**Provided entries**

== Segment start ==

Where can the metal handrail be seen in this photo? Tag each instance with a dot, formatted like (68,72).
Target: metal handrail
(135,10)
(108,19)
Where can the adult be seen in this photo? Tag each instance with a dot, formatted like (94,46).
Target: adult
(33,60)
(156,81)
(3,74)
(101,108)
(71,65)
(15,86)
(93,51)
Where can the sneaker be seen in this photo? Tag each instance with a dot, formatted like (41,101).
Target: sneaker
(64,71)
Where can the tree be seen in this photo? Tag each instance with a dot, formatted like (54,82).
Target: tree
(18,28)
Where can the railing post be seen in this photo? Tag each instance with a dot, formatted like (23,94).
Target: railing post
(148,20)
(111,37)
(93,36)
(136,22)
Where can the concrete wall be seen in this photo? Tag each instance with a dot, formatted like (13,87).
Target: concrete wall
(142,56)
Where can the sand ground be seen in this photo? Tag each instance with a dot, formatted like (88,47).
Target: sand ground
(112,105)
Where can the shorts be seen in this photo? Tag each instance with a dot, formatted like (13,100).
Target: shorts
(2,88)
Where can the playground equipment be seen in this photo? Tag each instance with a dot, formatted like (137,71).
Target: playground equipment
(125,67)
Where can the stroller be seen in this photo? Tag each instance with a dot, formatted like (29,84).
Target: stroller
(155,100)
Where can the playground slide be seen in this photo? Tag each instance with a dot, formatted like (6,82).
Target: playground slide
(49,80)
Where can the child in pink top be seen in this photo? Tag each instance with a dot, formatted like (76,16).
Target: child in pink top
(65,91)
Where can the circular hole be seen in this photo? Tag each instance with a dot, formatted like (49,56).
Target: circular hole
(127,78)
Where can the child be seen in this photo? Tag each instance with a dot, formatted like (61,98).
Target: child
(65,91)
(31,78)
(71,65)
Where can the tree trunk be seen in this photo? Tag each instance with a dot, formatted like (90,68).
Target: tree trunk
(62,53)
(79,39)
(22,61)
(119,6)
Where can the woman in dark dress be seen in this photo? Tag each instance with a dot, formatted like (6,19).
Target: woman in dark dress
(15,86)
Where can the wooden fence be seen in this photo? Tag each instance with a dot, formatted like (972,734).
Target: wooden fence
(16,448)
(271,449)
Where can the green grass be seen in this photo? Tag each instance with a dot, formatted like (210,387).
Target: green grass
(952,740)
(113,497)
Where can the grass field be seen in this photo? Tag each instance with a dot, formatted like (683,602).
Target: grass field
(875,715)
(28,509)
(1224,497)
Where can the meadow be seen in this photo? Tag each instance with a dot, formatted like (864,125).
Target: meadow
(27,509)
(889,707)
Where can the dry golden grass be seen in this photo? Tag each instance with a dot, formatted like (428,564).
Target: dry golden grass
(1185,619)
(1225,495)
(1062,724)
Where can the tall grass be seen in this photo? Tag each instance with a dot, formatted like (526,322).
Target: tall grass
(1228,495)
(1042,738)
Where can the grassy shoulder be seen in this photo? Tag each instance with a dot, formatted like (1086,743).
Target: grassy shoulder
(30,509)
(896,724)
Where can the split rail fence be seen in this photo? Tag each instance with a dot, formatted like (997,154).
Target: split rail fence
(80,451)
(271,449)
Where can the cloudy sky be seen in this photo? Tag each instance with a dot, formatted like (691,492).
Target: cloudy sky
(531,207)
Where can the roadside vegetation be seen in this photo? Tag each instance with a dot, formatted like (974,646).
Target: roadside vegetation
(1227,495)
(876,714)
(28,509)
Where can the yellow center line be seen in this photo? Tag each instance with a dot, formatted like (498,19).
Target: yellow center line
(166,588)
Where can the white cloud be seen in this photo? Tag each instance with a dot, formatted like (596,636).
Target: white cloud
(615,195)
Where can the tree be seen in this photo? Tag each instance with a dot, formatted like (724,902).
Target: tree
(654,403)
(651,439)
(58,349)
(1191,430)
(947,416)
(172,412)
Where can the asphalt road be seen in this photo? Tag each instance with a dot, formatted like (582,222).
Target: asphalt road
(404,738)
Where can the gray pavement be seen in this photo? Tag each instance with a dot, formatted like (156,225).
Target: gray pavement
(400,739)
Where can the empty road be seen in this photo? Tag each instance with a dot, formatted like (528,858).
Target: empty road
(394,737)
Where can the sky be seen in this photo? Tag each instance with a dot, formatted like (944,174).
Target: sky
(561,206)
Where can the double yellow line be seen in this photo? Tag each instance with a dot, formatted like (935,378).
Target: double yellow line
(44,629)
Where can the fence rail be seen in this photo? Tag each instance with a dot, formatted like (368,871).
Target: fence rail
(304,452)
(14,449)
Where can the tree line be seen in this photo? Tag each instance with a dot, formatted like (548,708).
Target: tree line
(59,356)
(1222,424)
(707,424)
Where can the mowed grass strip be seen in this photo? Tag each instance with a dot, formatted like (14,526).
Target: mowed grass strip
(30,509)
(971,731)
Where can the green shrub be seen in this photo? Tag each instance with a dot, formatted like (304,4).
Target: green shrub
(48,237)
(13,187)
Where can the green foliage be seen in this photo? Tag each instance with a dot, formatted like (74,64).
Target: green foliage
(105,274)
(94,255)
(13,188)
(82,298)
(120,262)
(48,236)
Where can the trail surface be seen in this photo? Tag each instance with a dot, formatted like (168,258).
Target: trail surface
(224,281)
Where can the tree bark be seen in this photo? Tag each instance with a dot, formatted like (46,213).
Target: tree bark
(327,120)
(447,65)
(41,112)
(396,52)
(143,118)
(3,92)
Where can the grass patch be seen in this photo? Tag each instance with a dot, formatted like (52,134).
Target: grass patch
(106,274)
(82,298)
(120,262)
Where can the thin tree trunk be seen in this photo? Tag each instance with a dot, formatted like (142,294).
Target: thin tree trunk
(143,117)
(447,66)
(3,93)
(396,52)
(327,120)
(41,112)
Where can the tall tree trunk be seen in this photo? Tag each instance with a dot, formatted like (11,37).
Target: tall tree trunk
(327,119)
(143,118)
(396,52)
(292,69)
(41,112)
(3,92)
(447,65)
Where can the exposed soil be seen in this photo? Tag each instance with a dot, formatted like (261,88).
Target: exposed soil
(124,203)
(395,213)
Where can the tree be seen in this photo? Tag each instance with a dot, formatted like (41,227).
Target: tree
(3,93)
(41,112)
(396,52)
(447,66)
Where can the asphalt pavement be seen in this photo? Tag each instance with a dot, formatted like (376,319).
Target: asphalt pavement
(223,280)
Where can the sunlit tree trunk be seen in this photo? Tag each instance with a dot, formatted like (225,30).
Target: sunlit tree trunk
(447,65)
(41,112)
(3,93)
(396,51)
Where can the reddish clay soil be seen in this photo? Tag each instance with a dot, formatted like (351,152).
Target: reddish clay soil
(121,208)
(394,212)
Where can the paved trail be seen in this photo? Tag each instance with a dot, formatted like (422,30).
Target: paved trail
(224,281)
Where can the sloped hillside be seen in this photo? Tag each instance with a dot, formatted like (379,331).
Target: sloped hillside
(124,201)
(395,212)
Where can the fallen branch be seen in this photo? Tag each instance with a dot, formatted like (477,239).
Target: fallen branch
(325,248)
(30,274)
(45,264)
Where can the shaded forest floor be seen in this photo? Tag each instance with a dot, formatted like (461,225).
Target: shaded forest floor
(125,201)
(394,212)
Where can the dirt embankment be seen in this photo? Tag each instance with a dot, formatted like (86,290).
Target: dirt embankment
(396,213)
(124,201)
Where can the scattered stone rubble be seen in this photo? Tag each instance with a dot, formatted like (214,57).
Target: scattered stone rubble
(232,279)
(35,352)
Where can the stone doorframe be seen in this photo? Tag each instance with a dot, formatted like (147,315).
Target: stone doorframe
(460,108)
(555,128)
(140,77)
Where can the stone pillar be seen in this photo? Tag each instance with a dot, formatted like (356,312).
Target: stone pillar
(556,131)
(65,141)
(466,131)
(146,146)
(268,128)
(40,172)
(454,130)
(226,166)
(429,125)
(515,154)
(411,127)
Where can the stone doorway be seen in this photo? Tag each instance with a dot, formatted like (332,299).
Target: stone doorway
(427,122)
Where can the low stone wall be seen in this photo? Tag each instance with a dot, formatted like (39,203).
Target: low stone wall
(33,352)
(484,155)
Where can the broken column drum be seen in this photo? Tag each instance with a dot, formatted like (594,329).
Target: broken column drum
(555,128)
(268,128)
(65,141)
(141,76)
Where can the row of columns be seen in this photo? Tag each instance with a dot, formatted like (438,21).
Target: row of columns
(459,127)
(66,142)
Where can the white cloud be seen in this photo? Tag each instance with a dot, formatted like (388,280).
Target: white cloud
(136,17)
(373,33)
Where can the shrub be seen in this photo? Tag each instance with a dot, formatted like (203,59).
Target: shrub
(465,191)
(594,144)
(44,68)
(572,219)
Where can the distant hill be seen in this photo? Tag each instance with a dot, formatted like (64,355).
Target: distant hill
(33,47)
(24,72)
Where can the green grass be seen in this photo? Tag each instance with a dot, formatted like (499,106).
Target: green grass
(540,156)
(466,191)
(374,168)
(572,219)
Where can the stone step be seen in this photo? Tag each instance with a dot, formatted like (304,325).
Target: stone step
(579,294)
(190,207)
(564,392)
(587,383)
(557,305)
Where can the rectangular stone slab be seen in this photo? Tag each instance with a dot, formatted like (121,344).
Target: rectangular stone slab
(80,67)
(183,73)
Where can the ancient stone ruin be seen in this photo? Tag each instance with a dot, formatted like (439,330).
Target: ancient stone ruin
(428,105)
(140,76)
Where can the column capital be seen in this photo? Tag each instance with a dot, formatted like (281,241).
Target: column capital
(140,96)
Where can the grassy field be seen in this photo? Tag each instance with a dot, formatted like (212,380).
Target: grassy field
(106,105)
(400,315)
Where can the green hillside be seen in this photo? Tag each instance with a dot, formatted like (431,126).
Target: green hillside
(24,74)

== Segment end ==

**Aim of the exercise**
In the listing above, locate the line containing "formatted like (41,227)." and the line containing "Where can the fallen". Transcribe those two lines and everything between them, exactly as written.

**Output for this task**
Where can the tree be seen in this photo? Tag each instance with a dot, formatted like (41,227).
Target: tree
(3,93)
(41,112)
(396,52)
(447,66)
Where can the asphalt pavement be seen in this photo? Tag each instance with a dot, formatted like (376,319).
Target: asphalt pavement
(223,280)
Where can the sunlit tree trunk be seen in this photo? Tag each instance with a dot, formatted like (225,30).
Target: sunlit tree trunk
(447,65)
(41,112)
(3,93)
(396,51)
Where can the reddish clay soil be seen in this photo? Tag each instance with a dot, formatted like (351,152).
Target: reddish clay soil
(121,208)
(394,212)
Where can the paved trail be seen in this photo? Tag each instance with a dot, formatted like (422,30).
Target: paved trail
(224,281)
Where can the sloped hillside be seen in this photo? Tag each instance with a dot, formatted like (379,331).
Target: sloped hillside
(124,201)
(395,212)
Where can the fallen branch be seen in this photo? Tag each instance with a dot, formatted like (477,239).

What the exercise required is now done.